● **Document extract**
☆ ☆ ☆
Project-MONAI / MONAI

AI Toolkit for Healthcare Imaging
https://monai.io/
Apache License 2.0
5.75k stars 1.06k forks source link

Wrong default value for conv1_t_stride in ResNet __init__ #7572

Open k-sukharev opened 6 months ago

k-sukharev commented 6 months ago

During the implementation for ResNetEncoder for FlexibleUNet, I encountered a bug related to the default value for conv1_t_stride in ResNet.__init__. Upon investigation, it became evident that the default value should be 2 instead of 1 .

Also, stride for the first convolution is 2 in the MedicalNet repository. So I suppose all 3D pretrained ResNet models for classification at this moment work not as intended.

k-sukharev commented 6 months ago

Is changing the default value for conv1_t_stride to 2 a breaking change? If not, I can make a pull request.

KumoLiu commented 5 months ago

Hi @k-sukharev, thanks for reporting this one. I believe we refer to the implementation here: https://github.com/kenshohara/3D-ResNets-PyTorch/blob/master/models/resnet.py#L110.

In the original ResNet paper, "Deep Residual Learning for Image Recognition", authors propose different model designs for images of different sizes. For smaller input images, like the 32x32 pixels images in the CIFAR10 dataset, the paper suggests setting the stride of the first convolutional layer (conv1) to 1. However, for larger input images, like the 224x224 pixels images in the ImageNet dataset, the stride of conv1 is set to 2 in the original design. This helps to reduce computational consumption, and ensures sufficient receptive field for larger images. For smaller inputs, we might want to set the stride to 1 to preserve more spatial information, while for larger inputs, a stride of 2 reduces computational consumption and increases efficiency. In addition, changing the default stride can indeed have an impact.

cc @Douwe-Spaanderman, as he is the original contributor to this one. cc @ericspod @atbenmurray @Nic-Ma for vis.

k-sukharev commented 5 months ago

@KumoLiu, thanks for the detailed answer.

I agree that conv1_t_stride can be 1 and that's ok.

But this does not change the fact that MedicalNet was trained with conv1_t_stride equal to 2, and monai uses these pre-trained weights for models with conv1_t_stride equal to 1 by default.
☆ ☆ ☆
● **Dataset entries**

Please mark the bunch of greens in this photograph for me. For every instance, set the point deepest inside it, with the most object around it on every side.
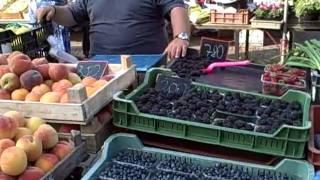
(306, 55)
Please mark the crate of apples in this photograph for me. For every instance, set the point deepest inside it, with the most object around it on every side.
(23, 79)
(29, 148)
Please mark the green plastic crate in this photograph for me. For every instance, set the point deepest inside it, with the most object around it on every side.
(300, 170)
(287, 141)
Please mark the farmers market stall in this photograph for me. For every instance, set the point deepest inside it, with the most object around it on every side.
(203, 116)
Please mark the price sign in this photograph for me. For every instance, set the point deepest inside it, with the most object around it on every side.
(95, 69)
(171, 84)
(214, 49)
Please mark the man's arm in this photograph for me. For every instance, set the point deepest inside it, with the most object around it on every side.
(60, 14)
(180, 24)
(179, 21)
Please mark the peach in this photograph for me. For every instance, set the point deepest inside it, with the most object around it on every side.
(4, 94)
(62, 149)
(10, 82)
(13, 161)
(61, 86)
(100, 83)
(31, 79)
(74, 78)
(32, 173)
(19, 64)
(66, 128)
(19, 94)
(46, 162)
(64, 98)
(90, 91)
(39, 61)
(58, 72)
(43, 69)
(6, 143)
(4, 69)
(22, 131)
(88, 81)
(6, 177)
(17, 116)
(48, 82)
(31, 145)
(34, 123)
(48, 136)
(41, 89)
(8, 127)
(51, 97)
(33, 97)
(3, 59)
☆ ☆ ☆
Please rewrite the MONAI issue thread from "AI Toolkit for" up to and including "instead of 1 .", with "bug" replaced by "defect".

● **Exercise output**
AI Toolkit for Healthcare Imaging
https://monai.io/
Apache License 2.0
5.75k stars 1.06k forks source link

Wrong default value for conv1_t_stride in ResNet __init__ #7572

Open k-sukharev opened 6 months ago

k-sukharev commented 6 months ago

During the implementation for ResNetEncoder for FlexibleUNet, I encountered a defect related to the default value for conv1_t_stride in ResNet.__init__. Upon investigation, it became evident that the default value should be 2 instead of 1 .